EXERCISE: Can you write out all the records again, swapping "Note to the class" for "Instruction for students" and keeping everything else unchanged?

Position identification records:
▼
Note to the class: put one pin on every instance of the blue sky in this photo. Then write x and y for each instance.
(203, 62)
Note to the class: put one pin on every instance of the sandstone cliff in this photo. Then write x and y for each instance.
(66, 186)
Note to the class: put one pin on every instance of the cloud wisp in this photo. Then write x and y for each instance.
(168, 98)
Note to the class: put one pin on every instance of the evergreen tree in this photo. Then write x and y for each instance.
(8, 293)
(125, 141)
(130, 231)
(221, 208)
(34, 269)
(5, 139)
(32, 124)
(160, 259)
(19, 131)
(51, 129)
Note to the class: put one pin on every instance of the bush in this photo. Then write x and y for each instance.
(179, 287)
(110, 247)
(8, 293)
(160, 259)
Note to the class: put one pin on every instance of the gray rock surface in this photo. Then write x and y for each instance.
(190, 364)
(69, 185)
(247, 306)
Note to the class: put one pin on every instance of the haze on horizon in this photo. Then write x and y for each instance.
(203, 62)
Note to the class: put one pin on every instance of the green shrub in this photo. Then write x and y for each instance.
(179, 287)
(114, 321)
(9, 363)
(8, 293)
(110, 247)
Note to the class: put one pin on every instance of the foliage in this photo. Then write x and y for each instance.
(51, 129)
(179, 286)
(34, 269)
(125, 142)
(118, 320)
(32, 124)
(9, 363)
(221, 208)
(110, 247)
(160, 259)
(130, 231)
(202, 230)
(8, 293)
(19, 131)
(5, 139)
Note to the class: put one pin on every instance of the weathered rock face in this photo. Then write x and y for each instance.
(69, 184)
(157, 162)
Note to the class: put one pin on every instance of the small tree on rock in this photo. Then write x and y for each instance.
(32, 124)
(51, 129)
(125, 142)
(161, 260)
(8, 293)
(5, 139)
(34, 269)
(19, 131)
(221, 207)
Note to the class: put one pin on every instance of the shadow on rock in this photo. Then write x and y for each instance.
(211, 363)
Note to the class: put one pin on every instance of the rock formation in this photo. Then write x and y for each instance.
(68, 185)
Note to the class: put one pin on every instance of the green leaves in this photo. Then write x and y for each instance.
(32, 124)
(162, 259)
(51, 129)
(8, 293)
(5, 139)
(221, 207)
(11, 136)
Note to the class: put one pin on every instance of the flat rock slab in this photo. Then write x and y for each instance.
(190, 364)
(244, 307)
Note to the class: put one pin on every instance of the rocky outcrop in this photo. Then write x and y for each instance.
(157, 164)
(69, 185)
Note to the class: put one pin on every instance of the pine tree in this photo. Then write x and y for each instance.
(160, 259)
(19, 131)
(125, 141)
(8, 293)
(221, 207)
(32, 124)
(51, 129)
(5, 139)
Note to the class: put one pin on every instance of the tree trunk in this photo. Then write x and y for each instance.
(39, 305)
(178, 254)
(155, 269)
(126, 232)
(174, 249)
▲
SOLUTION BELOW:
Instruction for students: put one pin on every instance of the blue sky in this photo. Then write x and y for each instance.
(203, 62)
Instruction for students: put one pin on every instance of the sandstone cliff in this photo. Then write x and y for each instance.
(66, 186)
Instruction for students: put one pin on every instance of the cloud wisp in this photo. Then write x and y for each instance.
(168, 98)
Instruction for students: put one pin on every instance of the evergreen tree in this photo. Then write x and y for each instance.
(8, 293)
(125, 141)
(130, 231)
(221, 208)
(34, 269)
(5, 139)
(32, 124)
(160, 259)
(19, 131)
(51, 129)
Instruction for students: put one pin on every instance of the bush in this photo. Then write x and y for each instance.
(179, 287)
(110, 247)
(8, 293)
(160, 259)
Instruction for students: put one pin on every instance of the gray rock surface in this photo. Then write x and y for each instance.
(190, 364)
(69, 185)
(247, 306)
Instruction for students: put one pin on every instance of the haze on horizon in this photo. Then write x and y for each instance.
(203, 62)
Instruction for students: put one pin on every instance of the green shrub in this photo. Then write x and y for each instance.
(179, 287)
(114, 321)
(9, 363)
(8, 293)
(110, 247)
Instruction for students: put one pin on every instance of the foliage in this photo. Then write x and y for each instance.
(51, 129)
(179, 286)
(34, 269)
(125, 142)
(118, 320)
(32, 124)
(9, 363)
(221, 208)
(110, 247)
(160, 259)
(130, 231)
(202, 230)
(8, 293)
(19, 131)
(5, 139)
Instruction for students: put one pin on every instance of the weathered rock face in this photo. Then write x and y for each instance.
(69, 184)
(157, 162)
Instruction for students: put one pin on every instance of the small tree on rock in this photo. Then write x and y for each instance.
(32, 124)
(51, 129)
(125, 142)
(161, 260)
(8, 293)
(5, 139)
(34, 269)
(19, 131)
(221, 207)
Instruction for students: put one pin on every instance of the shadow on rock in this photo. Then write x and y for each instance.
(211, 363)
Instruction for students: put one pin on every instance of the rock formation in this photo. Then write x and y for each instance.
(68, 185)
Instruction for students: put one pin on every instance of the green leaves in this photo. Then write x and y for each instance.
(32, 124)
(162, 259)
(51, 129)
(8, 293)
(5, 139)
(221, 207)
(11, 136)
Instruction for students: put one pin on every instance of the flat rock slab in this photo. Then write x and y for each instance.
(190, 364)
(244, 307)
Instruction for students: put one pin on every instance of the rocky outcrop in this photo. Then write x and y for each instance.
(157, 164)
(69, 185)
Instruction for students: put one pin on every instance of the pine tree in this photo. Then write x and y for each instance.
(160, 259)
(19, 131)
(125, 141)
(8, 293)
(221, 207)
(32, 124)
(51, 129)
(5, 139)
Instruction for students: put one pin on every instance of the tree trunk in this photo. Then write x and y for each instance.
(39, 305)
(178, 254)
(155, 269)
(126, 232)
(174, 249)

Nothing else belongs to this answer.